Efectivamente, a complexidade de Ahmed Sékou Touré não é fácil de compreender. A sua relação com a França colonial foi turbulenta. Como recorda o investigador Abdoulaye Diallo à RFI: “Sékou Touré enfrentou os colonialistas e a administração francesa para defender os interesses dos “nativos” em detrimento da economia colonial e dos povos africanos. Esta oposição clara à colonização orientou o

seu activismo sindical e os seus primeiros passos na cena política guineense e “afro” até aos anos 50″. No entanto, “a partir de 1954, Sékou Touré faz publicamente um discurso tingido de compromisso, no qual é utilizada a palavra ‘colaboração’, inaugurando assim uma nova era na história política colonial da Guiné Francesa”. Segundo vários estudos, só apoiou a independência em relação à França duas semanas antes do referendo de 28 de Setembro, sob a pressão de certos grupos do seu partido, o PDG (Partido Democrático da Guiné).

Um herói do nacionalismo africano

Nos anos 60, Sékou Touré foi uma voz forte em matéria de independência, de luta contra o imperialismo e de crítica do neocolonialismo. Incentivou grupos que reivindicavam a independência das colónias portuguesas, apoiou a luta da UPC (União dos Povos dos Camarões) e acolheu uma das primeiras representações do GPRA (Governo Provisório da República Argelina) na África subsariana. Fazia naturalmente parte de uma forma de aliança entre as grandes figuras da África revolucionária. Denunciou o assassinato do primeiro-ministro congolês, Patrice Lumumba, em 1961, e honrou a sua memória. Apoiou o Presidente do Gana, Kwame Nkrumah, quando este foi derrubado por um golpe de Estado em 1966, e nomeou-o copresidente da Guiné. Num outro dos seus “poemas militantes”, escrito para o funeral do líder independentista da Guiné-Bissau, Amílcar Cabral, celebra “todos os mártires do colonialismo”: “Lumumba e N’Krumah / Mondlane e Cabral / Foram e serão para sempre / Referências permanentes e seguras / Mártires de causas imperecíveis.”

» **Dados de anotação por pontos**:
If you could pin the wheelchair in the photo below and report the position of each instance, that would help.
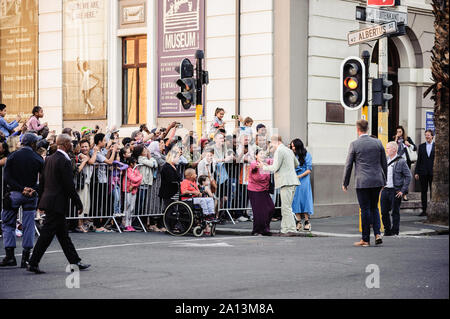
(183, 216)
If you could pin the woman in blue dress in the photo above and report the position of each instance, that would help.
(303, 206)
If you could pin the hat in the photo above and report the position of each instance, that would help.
(28, 139)
(260, 126)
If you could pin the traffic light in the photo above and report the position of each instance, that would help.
(379, 89)
(353, 83)
(188, 93)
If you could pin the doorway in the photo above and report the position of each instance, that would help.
(393, 66)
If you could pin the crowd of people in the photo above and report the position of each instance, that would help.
(243, 172)
(128, 176)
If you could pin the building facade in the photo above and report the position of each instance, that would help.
(277, 61)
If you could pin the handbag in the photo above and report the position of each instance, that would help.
(412, 155)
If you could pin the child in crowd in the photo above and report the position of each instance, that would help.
(131, 183)
(218, 122)
(34, 124)
(189, 187)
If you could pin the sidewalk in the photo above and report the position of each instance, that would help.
(410, 225)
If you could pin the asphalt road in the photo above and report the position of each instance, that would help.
(138, 265)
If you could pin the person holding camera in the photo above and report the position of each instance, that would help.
(20, 177)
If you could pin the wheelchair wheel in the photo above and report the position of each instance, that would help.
(197, 231)
(178, 218)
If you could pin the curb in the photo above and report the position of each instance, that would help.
(245, 232)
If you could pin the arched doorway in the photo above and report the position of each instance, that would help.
(394, 65)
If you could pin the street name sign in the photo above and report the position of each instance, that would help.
(381, 3)
(375, 15)
(372, 33)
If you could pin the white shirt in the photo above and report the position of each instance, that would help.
(64, 153)
(429, 148)
(390, 177)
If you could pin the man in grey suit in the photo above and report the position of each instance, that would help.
(398, 179)
(369, 157)
(283, 166)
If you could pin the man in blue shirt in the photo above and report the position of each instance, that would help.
(20, 177)
(6, 127)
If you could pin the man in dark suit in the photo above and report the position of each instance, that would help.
(424, 168)
(21, 175)
(369, 157)
(56, 187)
(398, 179)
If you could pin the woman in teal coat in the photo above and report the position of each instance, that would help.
(302, 205)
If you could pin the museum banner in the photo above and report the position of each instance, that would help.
(19, 57)
(181, 32)
(85, 54)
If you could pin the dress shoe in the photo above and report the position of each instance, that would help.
(10, 259)
(361, 243)
(25, 258)
(82, 266)
(35, 269)
(423, 214)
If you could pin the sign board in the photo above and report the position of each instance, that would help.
(372, 33)
(381, 3)
(375, 15)
(181, 32)
(429, 121)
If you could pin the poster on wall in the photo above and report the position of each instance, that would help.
(85, 55)
(181, 32)
(19, 57)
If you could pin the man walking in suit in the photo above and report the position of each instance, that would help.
(283, 166)
(398, 179)
(21, 175)
(424, 168)
(369, 157)
(56, 187)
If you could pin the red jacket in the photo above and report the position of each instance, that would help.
(131, 181)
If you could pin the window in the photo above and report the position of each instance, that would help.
(134, 79)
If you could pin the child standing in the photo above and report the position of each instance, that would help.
(131, 183)
(34, 124)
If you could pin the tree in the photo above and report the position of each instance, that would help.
(438, 210)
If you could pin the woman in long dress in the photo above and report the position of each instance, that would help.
(258, 193)
(302, 205)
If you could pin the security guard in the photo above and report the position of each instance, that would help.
(20, 177)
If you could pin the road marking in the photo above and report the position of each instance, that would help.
(138, 244)
(201, 245)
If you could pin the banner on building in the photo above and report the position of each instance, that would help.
(181, 32)
(85, 54)
(19, 56)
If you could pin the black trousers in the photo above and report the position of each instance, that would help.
(368, 202)
(54, 224)
(425, 183)
(389, 202)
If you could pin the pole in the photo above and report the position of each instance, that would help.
(199, 55)
(383, 111)
(365, 111)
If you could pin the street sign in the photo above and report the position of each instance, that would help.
(375, 15)
(381, 3)
(372, 33)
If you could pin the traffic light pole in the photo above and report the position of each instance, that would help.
(383, 111)
(365, 110)
(199, 55)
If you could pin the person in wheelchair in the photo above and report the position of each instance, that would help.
(189, 189)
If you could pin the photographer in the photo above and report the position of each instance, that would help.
(21, 175)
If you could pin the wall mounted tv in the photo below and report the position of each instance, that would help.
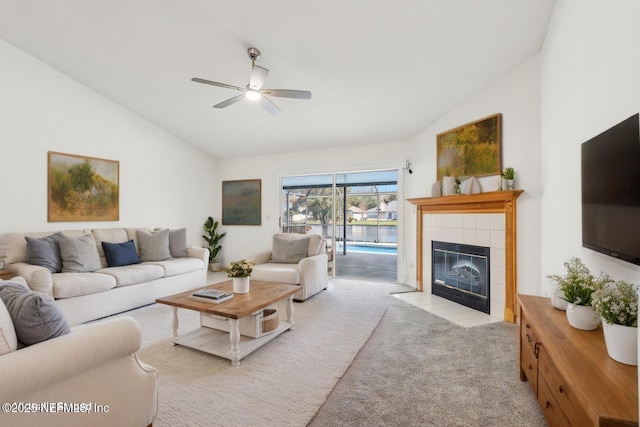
(611, 191)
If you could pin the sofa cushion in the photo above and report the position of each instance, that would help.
(289, 249)
(79, 254)
(8, 338)
(154, 245)
(119, 254)
(280, 273)
(69, 285)
(36, 318)
(174, 267)
(178, 243)
(44, 252)
(133, 274)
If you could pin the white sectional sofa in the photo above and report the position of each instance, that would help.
(294, 259)
(86, 375)
(87, 287)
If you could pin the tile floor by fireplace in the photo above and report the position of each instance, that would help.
(451, 311)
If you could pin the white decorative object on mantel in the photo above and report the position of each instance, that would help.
(582, 317)
(449, 186)
(470, 186)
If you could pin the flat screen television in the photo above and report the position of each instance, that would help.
(611, 191)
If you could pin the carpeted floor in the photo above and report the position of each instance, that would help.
(357, 357)
(283, 383)
(418, 369)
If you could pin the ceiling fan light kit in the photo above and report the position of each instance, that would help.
(253, 91)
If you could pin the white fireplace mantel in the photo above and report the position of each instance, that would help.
(491, 202)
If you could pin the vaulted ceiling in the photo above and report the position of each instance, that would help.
(378, 70)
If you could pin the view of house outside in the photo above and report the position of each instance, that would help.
(371, 216)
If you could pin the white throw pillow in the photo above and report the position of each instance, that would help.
(154, 245)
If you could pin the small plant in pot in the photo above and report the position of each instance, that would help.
(213, 242)
(240, 271)
(509, 174)
(577, 288)
(617, 305)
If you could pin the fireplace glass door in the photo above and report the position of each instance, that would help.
(461, 274)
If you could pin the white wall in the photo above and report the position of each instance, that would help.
(517, 97)
(164, 182)
(589, 82)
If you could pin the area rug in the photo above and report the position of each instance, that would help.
(283, 383)
(418, 369)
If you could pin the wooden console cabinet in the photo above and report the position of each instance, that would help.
(574, 379)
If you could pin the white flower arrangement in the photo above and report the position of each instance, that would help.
(240, 268)
(579, 284)
(617, 303)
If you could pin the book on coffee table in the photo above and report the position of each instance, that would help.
(211, 295)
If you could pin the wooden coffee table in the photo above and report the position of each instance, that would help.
(231, 345)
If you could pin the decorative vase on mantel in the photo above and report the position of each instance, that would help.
(582, 317)
(622, 342)
(241, 285)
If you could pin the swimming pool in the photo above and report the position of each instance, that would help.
(369, 248)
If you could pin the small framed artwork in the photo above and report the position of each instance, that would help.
(82, 188)
(473, 149)
(242, 202)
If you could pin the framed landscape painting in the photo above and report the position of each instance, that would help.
(81, 188)
(241, 202)
(473, 149)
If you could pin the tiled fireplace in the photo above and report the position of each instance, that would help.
(484, 220)
(474, 244)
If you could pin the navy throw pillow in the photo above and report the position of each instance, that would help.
(120, 254)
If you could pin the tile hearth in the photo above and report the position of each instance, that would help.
(451, 311)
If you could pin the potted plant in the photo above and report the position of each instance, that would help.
(213, 242)
(617, 305)
(240, 272)
(577, 287)
(509, 174)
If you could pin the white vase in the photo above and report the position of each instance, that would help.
(622, 343)
(558, 301)
(582, 317)
(241, 285)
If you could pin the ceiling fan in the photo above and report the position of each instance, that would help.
(253, 90)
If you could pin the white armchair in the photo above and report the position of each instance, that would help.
(295, 259)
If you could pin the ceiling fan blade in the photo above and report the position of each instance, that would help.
(258, 77)
(229, 101)
(287, 93)
(209, 82)
(269, 106)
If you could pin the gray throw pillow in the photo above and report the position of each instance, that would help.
(79, 254)
(35, 317)
(154, 245)
(44, 252)
(178, 243)
(289, 250)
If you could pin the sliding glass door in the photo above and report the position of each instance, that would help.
(354, 211)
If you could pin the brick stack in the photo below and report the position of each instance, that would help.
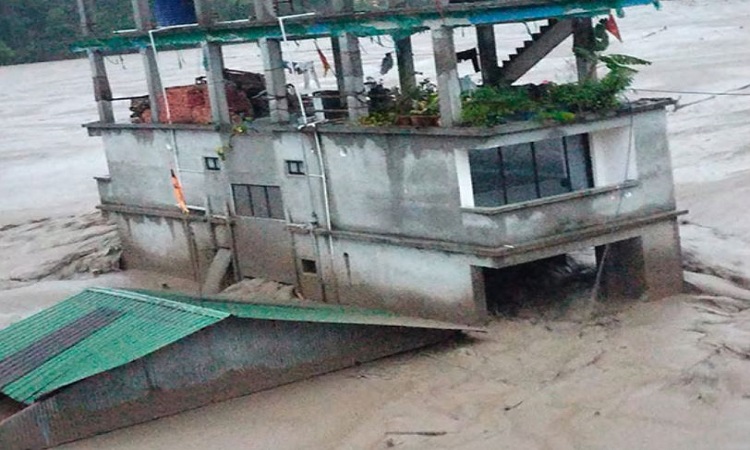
(191, 104)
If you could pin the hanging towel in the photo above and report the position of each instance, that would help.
(472, 55)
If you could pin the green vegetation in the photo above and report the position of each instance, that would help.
(36, 30)
(490, 105)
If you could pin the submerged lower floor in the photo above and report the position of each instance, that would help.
(636, 257)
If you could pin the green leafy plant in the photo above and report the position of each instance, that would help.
(489, 106)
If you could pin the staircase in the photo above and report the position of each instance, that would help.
(541, 43)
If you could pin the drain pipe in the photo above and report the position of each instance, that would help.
(326, 200)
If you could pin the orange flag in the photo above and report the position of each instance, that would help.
(323, 60)
(178, 195)
(611, 26)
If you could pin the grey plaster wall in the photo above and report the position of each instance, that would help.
(173, 246)
(232, 358)
(399, 185)
(139, 162)
(411, 281)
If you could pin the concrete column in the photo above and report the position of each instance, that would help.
(264, 10)
(273, 65)
(153, 81)
(449, 88)
(623, 273)
(487, 54)
(102, 91)
(144, 18)
(144, 21)
(405, 61)
(662, 260)
(205, 13)
(336, 51)
(215, 76)
(86, 15)
(353, 77)
(583, 37)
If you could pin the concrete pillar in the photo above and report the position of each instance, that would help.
(86, 15)
(273, 65)
(142, 15)
(623, 272)
(336, 51)
(353, 77)
(102, 90)
(153, 81)
(264, 10)
(217, 92)
(487, 54)
(205, 12)
(449, 88)
(144, 21)
(583, 37)
(662, 260)
(405, 61)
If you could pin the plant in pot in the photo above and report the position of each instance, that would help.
(419, 106)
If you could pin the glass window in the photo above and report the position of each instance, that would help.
(523, 172)
(550, 161)
(254, 200)
(519, 172)
(579, 162)
(275, 205)
(486, 177)
(242, 205)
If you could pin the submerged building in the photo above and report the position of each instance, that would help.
(412, 219)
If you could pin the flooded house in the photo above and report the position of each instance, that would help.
(415, 217)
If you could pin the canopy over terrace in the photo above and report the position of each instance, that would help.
(344, 21)
(398, 21)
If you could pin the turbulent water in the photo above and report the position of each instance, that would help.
(665, 375)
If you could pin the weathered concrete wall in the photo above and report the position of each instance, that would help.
(173, 246)
(411, 281)
(139, 162)
(399, 185)
(233, 358)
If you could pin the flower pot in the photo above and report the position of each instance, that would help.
(425, 121)
(403, 121)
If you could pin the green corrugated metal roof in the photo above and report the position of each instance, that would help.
(144, 325)
(106, 328)
(309, 312)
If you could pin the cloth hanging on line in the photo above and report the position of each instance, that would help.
(178, 194)
(471, 55)
(387, 63)
(323, 60)
(611, 25)
(306, 69)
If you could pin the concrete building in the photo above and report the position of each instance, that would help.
(415, 220)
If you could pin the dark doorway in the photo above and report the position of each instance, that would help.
(543, 288)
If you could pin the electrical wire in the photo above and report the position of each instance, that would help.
(729, 93)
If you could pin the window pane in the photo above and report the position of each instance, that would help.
(275, 204)
(578, 157)
(550, 164)
(260, 202)
(486, 177)
(518, 167)
(242, 206)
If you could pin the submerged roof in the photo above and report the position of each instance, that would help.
(395, 21)
(100, 329)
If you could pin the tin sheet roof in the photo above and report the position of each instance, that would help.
(311, 312)
(100, 329)
(390, 21)
(89, 333)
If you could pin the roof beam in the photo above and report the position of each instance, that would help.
(396, 22)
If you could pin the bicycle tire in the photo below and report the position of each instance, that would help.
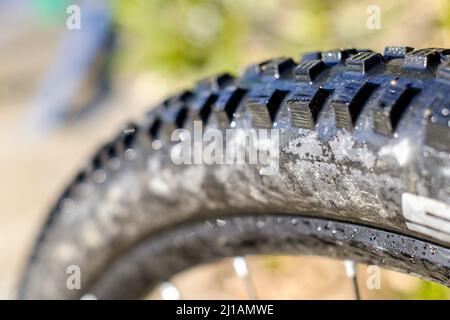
(364, 143)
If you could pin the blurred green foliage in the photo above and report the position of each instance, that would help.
(191, 37)
(430, 291)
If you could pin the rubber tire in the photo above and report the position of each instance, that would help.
(358, 130)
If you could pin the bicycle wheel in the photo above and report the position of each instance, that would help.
(360, 170)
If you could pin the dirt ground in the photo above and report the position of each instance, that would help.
(34, 170)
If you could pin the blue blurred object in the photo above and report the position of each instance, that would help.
(80, 64)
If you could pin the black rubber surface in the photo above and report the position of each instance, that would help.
(358, 131)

» **TAREFA PROPOSTA 1**:
Segundo o texto sobre Sékou Touré, quanto tempo antes do referendo de 28 de Setembro é que ele apoiou a independência em relação à França?
» **TAREFA PROPOSTA 2**:
As afirmações seguintes estão de acordo com o texto sobre Sékou Touré? Responda sim ou não a cada uma e cite as palavras decisivas do texto.
(a) Sékou Touré nomeou Kwame Nkrumah copresidente da Guiné.
(b) No discurso de 1954, a palavra utilizada foi "independência".
(c) Sékou Touré acolheu uma das primeiras representações do GPRA na África subsariana.
» **TAREFA PROPOSTA 3**:
Transcreva sem alterações o trecho do texto sobre Sékou Touré que começa em "seu activismo sindical" e termina em "Democrático da Guiné).".

» **RESPOSTA MODELO 1**:
Duas semanas antes do referendo.

» **RESPOSTA MODELO 2**:
(a) Sim: «nomeou-o copresidente da Guiné».
(b) Não: «no qual é utilizada a palavra ‘colaboração’».
(c) Sim: «acolheu uma das primeiras representações do GPRA (Governo Provisório da República Argelina) na África subsariana».

» **RESPOSTA MODELO 3**:
seu activismo sindical e os seus primeiros passos na cena política guineense e “afro” até aos anos 50″. No entanto, “a partir de 1954, Sékou Touré faz publicamente um discurso tingido de compromisso, no qual é utilizada a palavra ‘colaboração’, inaugurando assim uma nova era na história política colonial da Guiné Francesa”. Segundo vários estudos, só apoiou a independência em relação à França duas semanas antes do referendo de 28 de Setembro, sob a pressão de certos grupos do seu partido, o PDG (Partido Democrático da Guiné).